*你的指令*: 数一数下面的材料中有几行含有字符串“body”，只回答行数。

*给定材料*:
######

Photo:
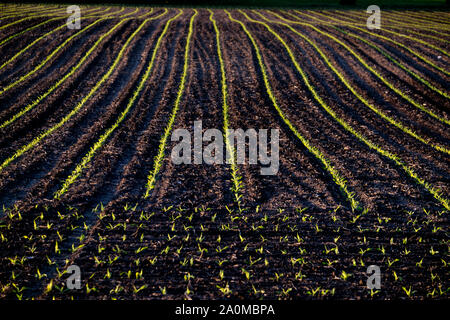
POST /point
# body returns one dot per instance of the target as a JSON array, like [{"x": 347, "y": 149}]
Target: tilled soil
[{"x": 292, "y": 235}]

######

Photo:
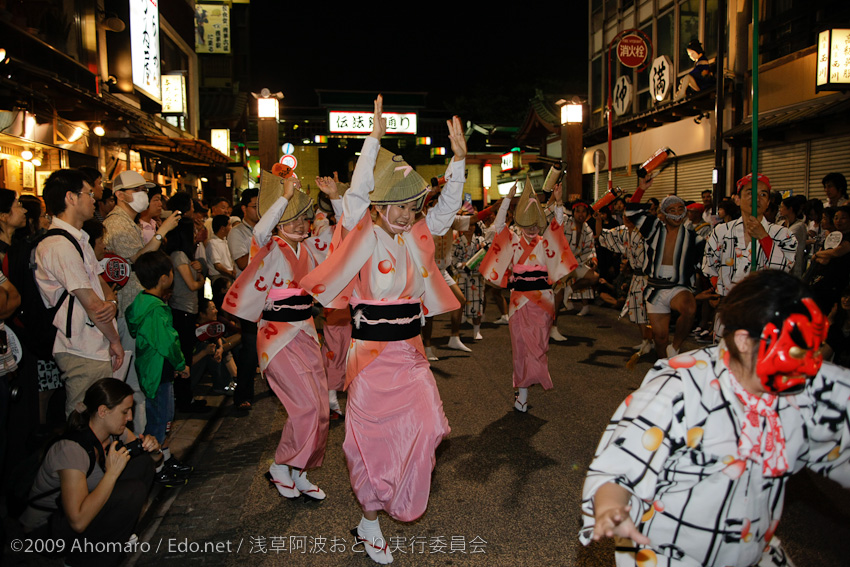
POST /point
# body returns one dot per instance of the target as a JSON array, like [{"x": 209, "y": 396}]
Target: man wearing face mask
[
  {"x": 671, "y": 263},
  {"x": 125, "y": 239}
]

######

*任务回答*: 2